**EXERCICE:**
Recopiez tel quel le passage de l'article sur l'audit CSRD qui s'ouvre sur les mots contenant « Comment va se » et se ferme sur « le nommer ? ».

**EXTRAIT DE PAGE:**
::::::::::

CSRD : comment se préparer à l'audit du rapport de durabilité ?

Baptiste Gaborit

Rédacteur Climat

Recevez notre newsletter !

L’objectif de la CSRD est d’améliorer la qualité des informations ESG (environnementales, sociales et de gouvernance) publiées par les entreprises et d’harmoniser les règles de reporting de ces informations extra-financières. 

Pour cela, l’Union européenne a publié des normes de reporting harmonisées, les ESRS, et impose un audit de tous les rapports de durabilité. 

Comment va se dérouler l’audit de votre rapport ? Quels sont les points qui seront vérifiés par vos auditeurs ? Comment construire votre rapport tout en anticipant et en facilitant l’audit ? En bref, comment vous préparer à l’audit ? 

Nous revenons ici sur les grandes étapes de l’audit du rapport de durabilité afin que vous puissiez comprendre ce qui est attendu par les auditeurs et ainsi anticiper et garantir la conformité de votre rapport. Vous pourrez également télécharger dans cet article notre guide consacré à l'audit de durabilité dans lequel vous trouverez notamment le décryptage d’Audrey Leroy, commissaire aux comptes, associée du cabinet BDO France et responsable de l’offre ESG du cabinet. 

{{newsletter-blog-2}}

1. Quel auditeur et comment le nommer ? 

Le rapport de durabilité peut être audité par un commissaire aux comptes disposant d’un “visa durabilité” ou par un organisme tiers indépendant (OTI) accrédité par le Comité Français d’Accréditation (COFRAC). 

La liste des professionnels pouvant auditer un rapport de durabilité est disponible sur le site de la Haute Autorité de l’Audit (H2A), en suivant ce lien

Vous pouvez nommer le commissaire aux comptes qui est déjà titulaire du mandat de certification de vos comptes (sous réserve qu’il dispose du visa durabilité) ou bien choisir un autre commissaire aux comptes ou un OTI. Vous pouvez également nommer un ou plusieurs auditeurs.

::::::::::

**DONNÉES FOURNIES:**

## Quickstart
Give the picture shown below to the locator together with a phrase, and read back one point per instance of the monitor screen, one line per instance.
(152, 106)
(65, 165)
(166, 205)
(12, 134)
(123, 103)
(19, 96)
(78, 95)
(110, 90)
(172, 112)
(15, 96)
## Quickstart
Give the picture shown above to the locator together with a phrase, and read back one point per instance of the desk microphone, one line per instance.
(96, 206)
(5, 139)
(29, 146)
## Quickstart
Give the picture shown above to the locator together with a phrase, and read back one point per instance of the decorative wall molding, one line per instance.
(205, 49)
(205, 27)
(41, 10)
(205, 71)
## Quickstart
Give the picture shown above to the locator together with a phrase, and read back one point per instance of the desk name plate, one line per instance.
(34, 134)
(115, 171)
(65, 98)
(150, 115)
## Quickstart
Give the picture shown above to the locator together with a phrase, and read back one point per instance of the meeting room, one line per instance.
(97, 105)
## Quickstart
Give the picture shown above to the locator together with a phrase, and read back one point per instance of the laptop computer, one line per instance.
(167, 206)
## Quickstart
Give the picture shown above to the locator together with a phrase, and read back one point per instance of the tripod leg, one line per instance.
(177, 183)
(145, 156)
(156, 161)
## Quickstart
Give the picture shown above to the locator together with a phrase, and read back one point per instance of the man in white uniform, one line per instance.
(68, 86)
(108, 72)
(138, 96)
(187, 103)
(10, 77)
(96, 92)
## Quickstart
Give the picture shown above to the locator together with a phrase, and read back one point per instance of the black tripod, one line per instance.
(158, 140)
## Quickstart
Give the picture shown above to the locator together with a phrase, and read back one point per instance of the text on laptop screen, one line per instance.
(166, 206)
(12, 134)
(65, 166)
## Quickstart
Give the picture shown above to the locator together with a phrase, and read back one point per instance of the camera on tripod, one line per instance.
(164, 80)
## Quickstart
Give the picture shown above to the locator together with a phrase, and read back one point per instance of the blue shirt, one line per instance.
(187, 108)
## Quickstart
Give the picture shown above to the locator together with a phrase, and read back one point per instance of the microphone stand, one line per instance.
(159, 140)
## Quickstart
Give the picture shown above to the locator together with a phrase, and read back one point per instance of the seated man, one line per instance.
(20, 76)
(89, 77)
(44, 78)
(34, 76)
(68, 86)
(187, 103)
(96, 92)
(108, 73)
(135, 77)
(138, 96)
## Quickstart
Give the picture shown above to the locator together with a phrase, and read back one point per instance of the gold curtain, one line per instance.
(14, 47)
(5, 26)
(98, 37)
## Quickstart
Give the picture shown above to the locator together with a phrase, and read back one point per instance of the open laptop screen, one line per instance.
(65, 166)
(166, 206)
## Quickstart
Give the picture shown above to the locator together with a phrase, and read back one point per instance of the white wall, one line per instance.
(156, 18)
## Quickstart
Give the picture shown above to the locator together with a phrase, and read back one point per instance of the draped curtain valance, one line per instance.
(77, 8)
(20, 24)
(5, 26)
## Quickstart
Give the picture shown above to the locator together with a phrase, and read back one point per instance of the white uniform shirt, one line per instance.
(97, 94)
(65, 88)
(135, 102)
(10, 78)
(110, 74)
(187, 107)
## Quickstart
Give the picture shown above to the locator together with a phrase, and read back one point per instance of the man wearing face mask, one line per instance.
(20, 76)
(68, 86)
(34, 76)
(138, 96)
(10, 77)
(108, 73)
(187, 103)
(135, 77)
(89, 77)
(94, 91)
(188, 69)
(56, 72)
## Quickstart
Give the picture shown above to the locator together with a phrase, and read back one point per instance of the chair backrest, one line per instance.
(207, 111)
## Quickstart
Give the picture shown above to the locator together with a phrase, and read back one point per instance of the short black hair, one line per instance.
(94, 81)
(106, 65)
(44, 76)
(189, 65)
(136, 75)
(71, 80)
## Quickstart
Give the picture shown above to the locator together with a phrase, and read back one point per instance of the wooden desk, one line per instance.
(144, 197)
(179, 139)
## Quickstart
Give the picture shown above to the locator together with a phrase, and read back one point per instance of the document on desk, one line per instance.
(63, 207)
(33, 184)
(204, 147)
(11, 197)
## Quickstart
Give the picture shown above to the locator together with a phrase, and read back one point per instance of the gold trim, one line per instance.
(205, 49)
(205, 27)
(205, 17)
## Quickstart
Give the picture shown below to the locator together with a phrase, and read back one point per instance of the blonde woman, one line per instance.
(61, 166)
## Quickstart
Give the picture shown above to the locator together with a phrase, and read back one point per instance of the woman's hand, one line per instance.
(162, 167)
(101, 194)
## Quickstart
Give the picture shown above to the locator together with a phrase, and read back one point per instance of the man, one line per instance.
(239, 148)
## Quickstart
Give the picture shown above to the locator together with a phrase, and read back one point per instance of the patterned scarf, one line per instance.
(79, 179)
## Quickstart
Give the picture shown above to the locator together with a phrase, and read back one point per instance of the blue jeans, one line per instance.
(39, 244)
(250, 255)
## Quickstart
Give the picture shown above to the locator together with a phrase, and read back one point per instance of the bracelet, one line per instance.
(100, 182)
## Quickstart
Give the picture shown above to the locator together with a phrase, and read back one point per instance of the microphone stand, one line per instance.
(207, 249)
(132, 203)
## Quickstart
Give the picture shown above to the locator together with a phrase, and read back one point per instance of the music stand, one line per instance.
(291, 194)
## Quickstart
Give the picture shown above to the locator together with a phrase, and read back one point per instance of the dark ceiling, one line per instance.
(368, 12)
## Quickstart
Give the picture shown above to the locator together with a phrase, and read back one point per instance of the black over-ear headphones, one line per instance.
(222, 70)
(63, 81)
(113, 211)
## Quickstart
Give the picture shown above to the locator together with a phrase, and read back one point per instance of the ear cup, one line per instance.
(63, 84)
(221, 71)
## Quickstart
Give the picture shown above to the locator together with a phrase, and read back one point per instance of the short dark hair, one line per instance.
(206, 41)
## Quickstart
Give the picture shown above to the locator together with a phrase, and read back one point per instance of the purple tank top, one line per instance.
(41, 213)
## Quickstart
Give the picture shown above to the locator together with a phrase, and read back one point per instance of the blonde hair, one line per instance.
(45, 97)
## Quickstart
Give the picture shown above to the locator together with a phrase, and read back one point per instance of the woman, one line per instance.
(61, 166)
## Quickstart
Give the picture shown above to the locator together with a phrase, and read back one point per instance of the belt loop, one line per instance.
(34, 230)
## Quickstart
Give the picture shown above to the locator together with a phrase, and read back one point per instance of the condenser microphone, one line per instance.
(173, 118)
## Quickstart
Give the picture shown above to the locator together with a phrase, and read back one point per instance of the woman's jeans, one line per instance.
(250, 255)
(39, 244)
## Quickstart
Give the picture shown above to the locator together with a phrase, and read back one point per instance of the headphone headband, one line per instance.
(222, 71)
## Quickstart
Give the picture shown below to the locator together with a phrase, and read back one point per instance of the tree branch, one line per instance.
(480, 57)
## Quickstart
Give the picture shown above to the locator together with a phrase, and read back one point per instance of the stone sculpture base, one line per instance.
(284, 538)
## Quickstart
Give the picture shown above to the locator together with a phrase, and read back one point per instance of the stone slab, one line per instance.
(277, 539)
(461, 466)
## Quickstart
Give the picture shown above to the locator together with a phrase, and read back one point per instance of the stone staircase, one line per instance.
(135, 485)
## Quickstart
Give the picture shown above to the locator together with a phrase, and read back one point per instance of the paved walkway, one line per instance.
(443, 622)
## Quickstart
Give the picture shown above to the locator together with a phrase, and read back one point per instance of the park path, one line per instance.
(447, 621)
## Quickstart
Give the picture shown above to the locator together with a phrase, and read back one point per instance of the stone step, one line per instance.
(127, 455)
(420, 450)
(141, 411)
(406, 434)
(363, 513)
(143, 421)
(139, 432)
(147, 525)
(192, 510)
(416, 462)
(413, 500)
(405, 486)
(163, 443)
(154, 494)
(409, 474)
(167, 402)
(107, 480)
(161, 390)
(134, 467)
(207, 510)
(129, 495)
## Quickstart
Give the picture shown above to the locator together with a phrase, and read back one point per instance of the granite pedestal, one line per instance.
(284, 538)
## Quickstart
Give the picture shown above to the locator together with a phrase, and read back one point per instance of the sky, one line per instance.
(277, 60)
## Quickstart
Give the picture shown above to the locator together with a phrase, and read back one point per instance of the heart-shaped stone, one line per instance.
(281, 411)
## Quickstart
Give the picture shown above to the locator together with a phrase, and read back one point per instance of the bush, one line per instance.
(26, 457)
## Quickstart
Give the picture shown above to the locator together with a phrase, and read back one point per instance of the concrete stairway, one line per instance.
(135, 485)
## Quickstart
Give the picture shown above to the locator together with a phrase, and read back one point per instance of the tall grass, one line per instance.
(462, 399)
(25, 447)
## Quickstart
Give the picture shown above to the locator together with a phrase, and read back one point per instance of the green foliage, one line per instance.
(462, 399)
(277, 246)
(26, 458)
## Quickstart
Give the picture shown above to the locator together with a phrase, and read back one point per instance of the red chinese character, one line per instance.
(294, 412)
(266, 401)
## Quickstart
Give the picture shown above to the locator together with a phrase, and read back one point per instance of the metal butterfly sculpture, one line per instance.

::::::::::

**RÉPONSE ÉCRITE:**
Comment va se dérouler l’audit de votre rapport ? Quels sont les points qui seront vérifiés par vos auditeurs ? Comment construire votre rapport tout en anticipant et en facilitant l’audit ? En bref, comment vous préparer à l’audit ? 

Nous revenons ici sur les grandes étapes de l’audit du rapport de durabilité afin que vous puissiez comprendre ce qui est attendu par les auditeurs et ainsi anticiper et garantir la conformité de votre rapport. Vous pourrez également télécharger dans cet article notre guide consacré à l'audit de durabilité dans lequel vous trouverez notamment le décryptage d’Audrey Leroy, commissaire aux comptes, associée du cabinet BDO France et responsable de l’offre ESG du cabinet. 

{{newsletter-blog-2}}

1. Quel auditeur et comment le nommer ?